■ **YOUR INSTRUCTIONS**: Reproduce the lines of the records word for word, starting at the line containing "I'd appreciate your help finding the petrol" and ending at the line containing "[0,280,790,429]".

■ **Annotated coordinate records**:
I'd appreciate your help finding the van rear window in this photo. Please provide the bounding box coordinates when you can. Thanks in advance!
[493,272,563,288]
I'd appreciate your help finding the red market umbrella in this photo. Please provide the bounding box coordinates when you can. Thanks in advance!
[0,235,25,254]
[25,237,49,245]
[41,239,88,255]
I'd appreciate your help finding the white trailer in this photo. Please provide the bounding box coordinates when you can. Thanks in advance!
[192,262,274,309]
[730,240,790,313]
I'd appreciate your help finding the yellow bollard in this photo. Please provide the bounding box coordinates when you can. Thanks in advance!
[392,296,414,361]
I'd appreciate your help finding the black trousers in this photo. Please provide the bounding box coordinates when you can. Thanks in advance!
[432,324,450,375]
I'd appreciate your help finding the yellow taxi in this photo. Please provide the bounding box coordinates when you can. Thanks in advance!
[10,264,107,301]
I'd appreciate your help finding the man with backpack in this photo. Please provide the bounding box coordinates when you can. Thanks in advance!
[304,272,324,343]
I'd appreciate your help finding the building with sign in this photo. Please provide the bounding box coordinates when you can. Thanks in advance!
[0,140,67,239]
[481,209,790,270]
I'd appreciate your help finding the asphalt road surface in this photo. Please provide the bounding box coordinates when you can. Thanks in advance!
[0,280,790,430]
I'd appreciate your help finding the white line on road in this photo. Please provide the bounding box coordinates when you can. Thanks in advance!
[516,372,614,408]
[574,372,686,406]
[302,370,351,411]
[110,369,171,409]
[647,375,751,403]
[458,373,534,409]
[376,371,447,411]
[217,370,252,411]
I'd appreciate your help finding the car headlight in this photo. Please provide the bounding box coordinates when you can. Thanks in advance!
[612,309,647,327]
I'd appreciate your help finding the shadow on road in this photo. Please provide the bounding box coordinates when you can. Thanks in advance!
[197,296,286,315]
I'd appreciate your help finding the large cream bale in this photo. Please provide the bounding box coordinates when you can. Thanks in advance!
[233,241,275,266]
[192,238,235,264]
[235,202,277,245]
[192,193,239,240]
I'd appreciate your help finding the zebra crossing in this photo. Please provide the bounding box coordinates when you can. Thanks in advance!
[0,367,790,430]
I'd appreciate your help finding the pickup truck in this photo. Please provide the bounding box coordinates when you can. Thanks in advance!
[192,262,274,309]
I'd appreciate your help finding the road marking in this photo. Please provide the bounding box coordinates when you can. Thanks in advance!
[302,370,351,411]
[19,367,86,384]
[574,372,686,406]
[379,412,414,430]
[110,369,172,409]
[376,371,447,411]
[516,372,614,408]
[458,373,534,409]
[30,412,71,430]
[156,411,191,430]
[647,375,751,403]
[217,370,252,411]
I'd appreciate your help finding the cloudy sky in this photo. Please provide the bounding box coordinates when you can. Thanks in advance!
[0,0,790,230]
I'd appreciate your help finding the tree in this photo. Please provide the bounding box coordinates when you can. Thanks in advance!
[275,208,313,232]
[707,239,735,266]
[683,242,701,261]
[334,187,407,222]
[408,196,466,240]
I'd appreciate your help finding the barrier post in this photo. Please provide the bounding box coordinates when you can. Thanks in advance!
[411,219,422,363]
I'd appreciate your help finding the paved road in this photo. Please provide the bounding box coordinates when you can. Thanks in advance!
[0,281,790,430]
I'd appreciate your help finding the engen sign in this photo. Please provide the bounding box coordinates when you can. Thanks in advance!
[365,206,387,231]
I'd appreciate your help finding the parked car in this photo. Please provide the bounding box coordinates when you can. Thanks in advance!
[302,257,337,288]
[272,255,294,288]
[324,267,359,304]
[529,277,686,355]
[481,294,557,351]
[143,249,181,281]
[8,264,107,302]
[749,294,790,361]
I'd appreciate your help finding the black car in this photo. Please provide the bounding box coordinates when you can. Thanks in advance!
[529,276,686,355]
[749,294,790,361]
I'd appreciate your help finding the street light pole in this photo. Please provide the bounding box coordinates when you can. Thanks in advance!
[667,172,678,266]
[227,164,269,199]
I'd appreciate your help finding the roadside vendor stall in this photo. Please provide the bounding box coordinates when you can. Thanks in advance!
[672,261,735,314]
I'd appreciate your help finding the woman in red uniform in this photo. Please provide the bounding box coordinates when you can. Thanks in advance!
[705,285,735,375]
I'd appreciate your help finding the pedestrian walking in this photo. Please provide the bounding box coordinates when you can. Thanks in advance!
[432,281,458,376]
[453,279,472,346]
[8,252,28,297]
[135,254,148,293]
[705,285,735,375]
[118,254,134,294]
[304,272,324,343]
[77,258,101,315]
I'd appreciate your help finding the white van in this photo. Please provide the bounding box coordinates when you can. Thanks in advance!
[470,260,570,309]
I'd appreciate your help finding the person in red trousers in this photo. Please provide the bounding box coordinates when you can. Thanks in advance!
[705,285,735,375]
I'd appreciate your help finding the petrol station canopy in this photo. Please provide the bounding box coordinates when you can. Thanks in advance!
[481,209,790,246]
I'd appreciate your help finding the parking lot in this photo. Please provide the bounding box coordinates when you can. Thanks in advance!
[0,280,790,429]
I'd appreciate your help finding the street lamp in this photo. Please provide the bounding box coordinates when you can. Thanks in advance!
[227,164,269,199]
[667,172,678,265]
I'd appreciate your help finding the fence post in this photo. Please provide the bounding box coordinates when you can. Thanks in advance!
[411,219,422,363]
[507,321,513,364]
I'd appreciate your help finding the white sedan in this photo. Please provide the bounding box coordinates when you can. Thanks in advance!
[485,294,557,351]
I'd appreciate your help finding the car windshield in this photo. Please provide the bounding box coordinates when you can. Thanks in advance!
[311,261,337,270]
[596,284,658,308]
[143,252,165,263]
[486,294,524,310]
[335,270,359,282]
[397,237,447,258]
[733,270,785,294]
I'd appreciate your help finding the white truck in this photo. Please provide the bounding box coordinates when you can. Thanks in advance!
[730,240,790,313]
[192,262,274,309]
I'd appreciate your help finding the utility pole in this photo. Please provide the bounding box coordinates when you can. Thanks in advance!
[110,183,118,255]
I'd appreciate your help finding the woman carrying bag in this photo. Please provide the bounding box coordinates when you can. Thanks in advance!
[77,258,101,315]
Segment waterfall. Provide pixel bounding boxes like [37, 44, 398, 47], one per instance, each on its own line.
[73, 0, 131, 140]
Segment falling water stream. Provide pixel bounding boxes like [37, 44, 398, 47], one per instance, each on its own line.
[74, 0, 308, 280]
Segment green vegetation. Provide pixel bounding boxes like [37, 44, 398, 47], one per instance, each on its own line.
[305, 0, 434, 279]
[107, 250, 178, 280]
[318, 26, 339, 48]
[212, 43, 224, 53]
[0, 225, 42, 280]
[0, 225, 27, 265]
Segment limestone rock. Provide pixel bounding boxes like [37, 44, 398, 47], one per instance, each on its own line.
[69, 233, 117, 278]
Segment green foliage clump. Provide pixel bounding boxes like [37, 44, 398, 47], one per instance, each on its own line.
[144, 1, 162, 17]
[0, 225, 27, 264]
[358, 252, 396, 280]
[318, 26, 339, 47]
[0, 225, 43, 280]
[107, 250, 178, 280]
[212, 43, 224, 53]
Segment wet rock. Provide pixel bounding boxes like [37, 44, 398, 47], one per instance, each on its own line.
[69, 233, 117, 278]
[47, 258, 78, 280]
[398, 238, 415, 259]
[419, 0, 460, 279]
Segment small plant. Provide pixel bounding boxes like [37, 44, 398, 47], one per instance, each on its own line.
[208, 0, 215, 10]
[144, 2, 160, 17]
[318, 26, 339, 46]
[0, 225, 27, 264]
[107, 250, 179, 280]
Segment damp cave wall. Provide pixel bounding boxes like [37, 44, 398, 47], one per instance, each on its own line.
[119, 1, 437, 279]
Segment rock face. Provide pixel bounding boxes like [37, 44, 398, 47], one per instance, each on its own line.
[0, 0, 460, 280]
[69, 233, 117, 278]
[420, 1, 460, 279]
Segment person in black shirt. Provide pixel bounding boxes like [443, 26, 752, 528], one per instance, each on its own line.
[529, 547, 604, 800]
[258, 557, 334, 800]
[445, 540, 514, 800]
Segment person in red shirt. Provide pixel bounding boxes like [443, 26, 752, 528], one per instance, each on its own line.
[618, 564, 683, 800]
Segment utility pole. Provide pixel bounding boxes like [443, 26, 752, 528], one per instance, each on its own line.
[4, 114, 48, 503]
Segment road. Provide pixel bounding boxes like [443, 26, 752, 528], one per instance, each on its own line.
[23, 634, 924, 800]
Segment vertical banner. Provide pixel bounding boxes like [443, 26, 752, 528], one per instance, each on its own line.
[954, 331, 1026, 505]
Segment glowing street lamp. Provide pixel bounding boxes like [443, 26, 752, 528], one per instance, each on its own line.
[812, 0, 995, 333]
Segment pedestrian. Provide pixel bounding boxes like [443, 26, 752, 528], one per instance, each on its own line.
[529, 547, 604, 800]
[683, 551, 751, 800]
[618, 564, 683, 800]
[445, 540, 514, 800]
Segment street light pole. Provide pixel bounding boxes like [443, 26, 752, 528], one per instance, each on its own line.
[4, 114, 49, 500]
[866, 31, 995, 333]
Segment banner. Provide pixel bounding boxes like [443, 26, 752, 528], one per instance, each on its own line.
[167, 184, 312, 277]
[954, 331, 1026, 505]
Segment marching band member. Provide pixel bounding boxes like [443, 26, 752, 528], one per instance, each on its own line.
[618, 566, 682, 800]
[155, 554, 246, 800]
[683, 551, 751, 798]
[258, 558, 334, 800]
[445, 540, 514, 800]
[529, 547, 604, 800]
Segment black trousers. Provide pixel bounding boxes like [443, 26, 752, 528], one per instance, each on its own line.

■ **WORKED ANSWER**:
I'd appreciate your help finding the petrol station canopy in this photo. Please provide the bounding box coordinates when you can. Thanks in advance!
[481,209,790,246]
I'd appreciate your help finding the parking lot in this photo. Please provide the bounding box coordinates when you can. Thanks in advance!
[0,280,790,429]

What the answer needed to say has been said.